AIX

AIX

Connect with fellow AIX users and experts to gain knowledge, share insights, and solve problems.


#Power
 View Only
  • 1.  Kernel Memory Leak ?

    Posted Fri July 21, 2006 09:39 AM

    Originally posted by: SystemAdmin


    I am having some strange problems with a P550Q. Occasionally I start getting messages similar to that below which seem to indicate that I am short of "Kernel Memory". However at this time NMON and TOPAS show no problems.

    I have cleared down processes using shared memory and there is currently no load on the server other than membership of a Veritas Cluster (Oracle databse still to be built). At the same time even attempting to call up man pages results is a failure. A reboot solves the problem at least temporarily.

    Any pointers ? thanks.

    Could not load program ./smbpasswd:
    Symbol resolution failed for smbpasswd because:
    There is not enough kernel memory. Try again later.
    #AIX-Forum


  • 2.  Some details please

    Posted Mon July 24, 2006 06:21 AM

    Originally posted by: nagger


    I think some facts would be good for trying to help:

    Which AIX versions? i.e. oslevel -r
    Is this a LPAR or a whole machine?
    How much memory have you got in LPAR and whole machine?
    Have you "tuned" AIX memory settings?
    How much paging space have you got and how much its in use? lsps -a
    What percentage of memory are you allocating to shared memory segments?

    Which Samba version?

    Veritas includes (I think) kernel internal extensions and memory allocation functions but that might be Veritas filesystem only. Can you run without Veritas for a while? Have you "over cooked" the Veritas options and taken up to much memory that way? Have you checked with Veritas support or the documentations for recommended settings?

    My first pass guess would be you are running low on paging space.

(Object detection data)

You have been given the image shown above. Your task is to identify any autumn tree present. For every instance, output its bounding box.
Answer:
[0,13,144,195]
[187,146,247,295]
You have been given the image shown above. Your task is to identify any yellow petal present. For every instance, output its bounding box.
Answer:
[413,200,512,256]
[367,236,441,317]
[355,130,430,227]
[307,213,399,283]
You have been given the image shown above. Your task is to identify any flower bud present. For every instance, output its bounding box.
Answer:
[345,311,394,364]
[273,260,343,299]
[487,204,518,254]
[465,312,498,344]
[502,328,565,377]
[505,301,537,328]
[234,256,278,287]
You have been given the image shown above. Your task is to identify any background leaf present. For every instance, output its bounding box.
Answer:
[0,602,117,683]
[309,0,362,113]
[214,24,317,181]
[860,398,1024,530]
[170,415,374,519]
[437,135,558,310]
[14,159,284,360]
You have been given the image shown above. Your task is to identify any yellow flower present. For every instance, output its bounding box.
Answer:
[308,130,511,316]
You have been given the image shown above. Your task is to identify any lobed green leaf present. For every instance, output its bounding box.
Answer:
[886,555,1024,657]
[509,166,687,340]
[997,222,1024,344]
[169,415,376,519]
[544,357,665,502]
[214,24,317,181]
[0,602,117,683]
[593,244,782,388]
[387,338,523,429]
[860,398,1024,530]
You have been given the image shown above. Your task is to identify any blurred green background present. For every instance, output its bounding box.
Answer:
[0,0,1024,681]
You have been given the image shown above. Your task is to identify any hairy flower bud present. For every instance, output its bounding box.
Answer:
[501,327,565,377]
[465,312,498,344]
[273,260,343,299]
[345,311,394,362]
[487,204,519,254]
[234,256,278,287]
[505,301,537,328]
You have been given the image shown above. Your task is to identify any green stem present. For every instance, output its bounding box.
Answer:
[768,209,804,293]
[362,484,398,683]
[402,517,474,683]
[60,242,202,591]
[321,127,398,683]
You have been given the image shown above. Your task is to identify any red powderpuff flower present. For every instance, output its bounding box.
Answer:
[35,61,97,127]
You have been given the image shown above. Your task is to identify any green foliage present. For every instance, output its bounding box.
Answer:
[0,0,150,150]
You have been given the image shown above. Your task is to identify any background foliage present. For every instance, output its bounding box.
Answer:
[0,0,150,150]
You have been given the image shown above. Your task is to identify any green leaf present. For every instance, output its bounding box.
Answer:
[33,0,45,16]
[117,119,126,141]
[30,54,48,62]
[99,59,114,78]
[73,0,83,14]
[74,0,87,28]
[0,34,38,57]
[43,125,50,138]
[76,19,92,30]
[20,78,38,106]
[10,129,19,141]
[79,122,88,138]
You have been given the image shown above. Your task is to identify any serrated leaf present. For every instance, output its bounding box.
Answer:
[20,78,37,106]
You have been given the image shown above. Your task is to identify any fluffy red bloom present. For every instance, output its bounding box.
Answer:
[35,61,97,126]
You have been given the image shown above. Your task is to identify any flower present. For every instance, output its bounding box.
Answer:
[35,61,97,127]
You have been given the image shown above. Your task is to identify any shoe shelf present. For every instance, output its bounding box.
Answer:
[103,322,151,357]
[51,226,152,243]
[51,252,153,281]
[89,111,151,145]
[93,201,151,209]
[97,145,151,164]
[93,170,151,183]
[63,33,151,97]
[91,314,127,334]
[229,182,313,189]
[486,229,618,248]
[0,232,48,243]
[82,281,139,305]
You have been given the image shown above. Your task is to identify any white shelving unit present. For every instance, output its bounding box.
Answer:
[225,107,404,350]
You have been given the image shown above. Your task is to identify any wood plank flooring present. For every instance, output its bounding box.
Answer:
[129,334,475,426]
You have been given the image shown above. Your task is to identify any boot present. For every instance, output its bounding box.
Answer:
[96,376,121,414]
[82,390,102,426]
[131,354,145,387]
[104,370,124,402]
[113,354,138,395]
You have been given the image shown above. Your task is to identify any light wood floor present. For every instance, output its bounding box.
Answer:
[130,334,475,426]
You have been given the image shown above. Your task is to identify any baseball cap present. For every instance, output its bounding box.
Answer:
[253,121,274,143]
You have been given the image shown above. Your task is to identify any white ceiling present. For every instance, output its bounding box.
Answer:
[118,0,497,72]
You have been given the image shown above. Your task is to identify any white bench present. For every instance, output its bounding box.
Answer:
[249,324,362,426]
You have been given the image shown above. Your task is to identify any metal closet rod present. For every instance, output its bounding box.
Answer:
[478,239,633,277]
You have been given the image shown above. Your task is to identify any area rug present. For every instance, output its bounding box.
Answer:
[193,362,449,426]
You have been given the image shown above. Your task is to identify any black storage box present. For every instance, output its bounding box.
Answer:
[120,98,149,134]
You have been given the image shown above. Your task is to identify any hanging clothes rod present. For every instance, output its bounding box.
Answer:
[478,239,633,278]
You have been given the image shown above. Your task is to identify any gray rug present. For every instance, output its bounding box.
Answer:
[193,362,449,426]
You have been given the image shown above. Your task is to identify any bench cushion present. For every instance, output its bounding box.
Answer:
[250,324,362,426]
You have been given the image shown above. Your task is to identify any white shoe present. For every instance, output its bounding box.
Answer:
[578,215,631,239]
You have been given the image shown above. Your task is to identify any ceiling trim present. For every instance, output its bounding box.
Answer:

- _Things to do_:
• 1. In the forum thread, what solves the problem at least temporarily?
• 2. Rewrite the forum thread from "I think some" up to and including "AIX memory settings?", putting "logical partition" in place of "LPAR".

- _Expected answers_:
• 1. A reboot.

• 2.
I think some facts would be good for trying to help:

    Which AIX versions? i.e. oslevel -r
    Is this a logical partition or a whole machine?
    How much memory have you got in logical partition and whole machine?
    Have you "tuned" AIX memory settings?